▶ [WHAT YOU SHOULD DO]
Continue the article about the temperature-reading smartmat for diabetic foot ulcers, picking up after its last sentence.

▶ [SOURCE TEXT]
★ ★ ★ ★ ★ ★ ★

Study: Temperature-reading 'smartmat' catches diabetic foot ulcers early

Podimetrics, a startup created during an MIT “hackathon” in 2011, focuses on catching foot ulcers—a complication of diabetes that can lead to amputation—early. The company unveiled data showing its remote-monitoring technology caught a majority of foot ulcers well before they appeared.

A number of factors contribute to the development of diabetic foot ulcers, including nerve damage, which stops patients from feeling small injuries in their foot. A healthy person might change his or her movement or adjust a shoe, but a person with diabetes-related nerve damage will not notice the pain. Repetitive injury over time can lead to an ulcer, and early detection can help prevent an ulcer from forming or getting worse.

American Diabetes Association guidelines recommend that people with diabetes undergo a comprehensive foot evaluation each year. Patients with a history of ulcers or amputations, insensate feet, foot deformities or peripheral artery disease should get their feet checked out at every doctor’s visit.

The Podimetrics Remote Temperature Monitoring System is designed for the ongoing assessment of patients' feet. It relies on the concept that tissue heats up before it becomes a wound, said CEO Jonathan Bloom, M.D. A patient steps on the system's Smartmat for 20 seconds at a time and it measures the temperature difference at various locations on the feet. Specifically, the software is looking for a “hotspot,” or a place where the temperature is persistently higher than in other areas.

★ ★ ★ ★ ★ ★ ★

▶ [RECORD EXCERPTS]
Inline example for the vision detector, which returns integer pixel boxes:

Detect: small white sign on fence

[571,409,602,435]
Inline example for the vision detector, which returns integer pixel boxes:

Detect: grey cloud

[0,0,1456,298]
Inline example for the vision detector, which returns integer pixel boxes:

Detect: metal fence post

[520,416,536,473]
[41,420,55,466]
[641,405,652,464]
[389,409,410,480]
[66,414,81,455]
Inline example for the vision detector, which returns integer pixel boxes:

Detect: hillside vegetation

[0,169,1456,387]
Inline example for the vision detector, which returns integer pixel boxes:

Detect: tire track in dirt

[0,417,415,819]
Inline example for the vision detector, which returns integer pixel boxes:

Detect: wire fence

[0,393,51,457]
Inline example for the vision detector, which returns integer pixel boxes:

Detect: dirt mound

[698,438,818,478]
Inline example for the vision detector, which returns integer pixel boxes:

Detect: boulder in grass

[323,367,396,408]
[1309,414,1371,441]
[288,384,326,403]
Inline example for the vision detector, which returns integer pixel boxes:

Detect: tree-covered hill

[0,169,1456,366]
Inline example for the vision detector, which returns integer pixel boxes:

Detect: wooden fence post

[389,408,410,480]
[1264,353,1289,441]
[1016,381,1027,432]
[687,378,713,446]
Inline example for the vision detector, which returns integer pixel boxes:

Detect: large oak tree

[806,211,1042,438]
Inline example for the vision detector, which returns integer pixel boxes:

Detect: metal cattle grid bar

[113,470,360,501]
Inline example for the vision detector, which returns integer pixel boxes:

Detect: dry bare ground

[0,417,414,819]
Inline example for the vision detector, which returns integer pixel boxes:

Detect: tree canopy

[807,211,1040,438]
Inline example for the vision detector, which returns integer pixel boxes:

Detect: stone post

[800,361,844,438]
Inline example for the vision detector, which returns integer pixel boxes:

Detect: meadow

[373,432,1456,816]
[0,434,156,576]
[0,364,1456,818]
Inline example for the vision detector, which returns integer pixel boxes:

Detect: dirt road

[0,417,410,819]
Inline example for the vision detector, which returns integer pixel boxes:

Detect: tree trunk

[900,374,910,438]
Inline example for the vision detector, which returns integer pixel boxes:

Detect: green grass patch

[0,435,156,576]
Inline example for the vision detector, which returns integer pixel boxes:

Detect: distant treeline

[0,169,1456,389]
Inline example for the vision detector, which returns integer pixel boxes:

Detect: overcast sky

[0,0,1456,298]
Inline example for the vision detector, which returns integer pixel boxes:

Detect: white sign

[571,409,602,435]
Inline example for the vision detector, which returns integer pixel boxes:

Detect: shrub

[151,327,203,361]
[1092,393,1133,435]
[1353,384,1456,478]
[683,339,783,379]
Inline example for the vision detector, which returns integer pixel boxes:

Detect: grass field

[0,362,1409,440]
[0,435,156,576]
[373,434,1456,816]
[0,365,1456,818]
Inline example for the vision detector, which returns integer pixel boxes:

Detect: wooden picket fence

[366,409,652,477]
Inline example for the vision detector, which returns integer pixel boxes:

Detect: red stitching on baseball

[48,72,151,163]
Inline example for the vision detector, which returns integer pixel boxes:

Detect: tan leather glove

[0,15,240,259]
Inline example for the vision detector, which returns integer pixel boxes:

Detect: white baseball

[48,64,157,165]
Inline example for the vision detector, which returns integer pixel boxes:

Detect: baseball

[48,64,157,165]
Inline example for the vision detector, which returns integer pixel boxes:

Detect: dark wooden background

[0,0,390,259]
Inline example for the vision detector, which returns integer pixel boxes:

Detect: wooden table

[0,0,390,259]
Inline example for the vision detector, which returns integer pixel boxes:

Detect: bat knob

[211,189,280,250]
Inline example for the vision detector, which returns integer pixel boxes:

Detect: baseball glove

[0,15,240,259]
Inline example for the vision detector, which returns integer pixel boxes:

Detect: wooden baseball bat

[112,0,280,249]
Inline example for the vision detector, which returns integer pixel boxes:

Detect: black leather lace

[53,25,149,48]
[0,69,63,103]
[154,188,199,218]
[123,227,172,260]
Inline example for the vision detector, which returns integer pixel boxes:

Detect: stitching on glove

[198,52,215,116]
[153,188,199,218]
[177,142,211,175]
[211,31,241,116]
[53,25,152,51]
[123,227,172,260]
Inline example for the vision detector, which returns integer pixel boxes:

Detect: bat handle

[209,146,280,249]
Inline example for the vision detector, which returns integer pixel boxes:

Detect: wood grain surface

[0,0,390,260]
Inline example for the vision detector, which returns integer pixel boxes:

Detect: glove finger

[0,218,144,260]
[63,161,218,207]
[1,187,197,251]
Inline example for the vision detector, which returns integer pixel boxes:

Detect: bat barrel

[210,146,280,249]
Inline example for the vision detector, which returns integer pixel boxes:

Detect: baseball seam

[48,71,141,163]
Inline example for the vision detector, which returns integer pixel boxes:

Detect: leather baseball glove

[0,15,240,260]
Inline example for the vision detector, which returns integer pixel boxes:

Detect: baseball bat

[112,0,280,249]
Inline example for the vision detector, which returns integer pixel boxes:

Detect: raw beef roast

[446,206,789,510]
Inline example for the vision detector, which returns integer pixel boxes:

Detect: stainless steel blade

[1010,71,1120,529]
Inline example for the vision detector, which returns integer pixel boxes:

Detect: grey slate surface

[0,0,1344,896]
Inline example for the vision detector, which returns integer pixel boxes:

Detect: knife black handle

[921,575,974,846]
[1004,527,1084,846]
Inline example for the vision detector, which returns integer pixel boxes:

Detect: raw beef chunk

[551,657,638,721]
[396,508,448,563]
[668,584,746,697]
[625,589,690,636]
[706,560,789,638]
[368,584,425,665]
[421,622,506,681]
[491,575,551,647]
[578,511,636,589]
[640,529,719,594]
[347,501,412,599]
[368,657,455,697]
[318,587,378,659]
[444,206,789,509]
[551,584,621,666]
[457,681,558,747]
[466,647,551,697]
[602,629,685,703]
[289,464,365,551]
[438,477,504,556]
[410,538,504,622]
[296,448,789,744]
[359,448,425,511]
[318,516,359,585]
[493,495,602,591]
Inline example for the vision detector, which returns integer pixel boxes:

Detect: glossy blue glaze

★ ★ ★ ★ ★ ★ ★

▶ [ANSWER BOX]
A monitoring service alerts patients and physicians when the data show that inflammation may develop. The patient and physician then work together to prevent an ulcer from forming.

“In a real-world setting, when a doctor gets a notification that a patient has a hotspot, the patient will be advised to reduce physical activity for a period to let the developing wound heal or may be asked to come in for a visit in serious cases,” said lead investigator Robert Frykberg, M.D., of the Carl T. Hayden Veterans Affairs Medical Center in a statement.

The 129-patient study, published in Diabetes Care, showed that the SmartMat detected as many as 97% of developing nontraumatic plantar foot ulcers an average of five weeks before they presented clinically. Additionally, 86% of patients used the device at least three times a week, and 88% of them said it was easy to use.

“This is the big part,” Bloom said. “People actually use it.”

“[This] is critical for adherence and ultimately achieving ongoing prevention of [diabetic foot ulcers] and its devastating complications,” he said in the statement.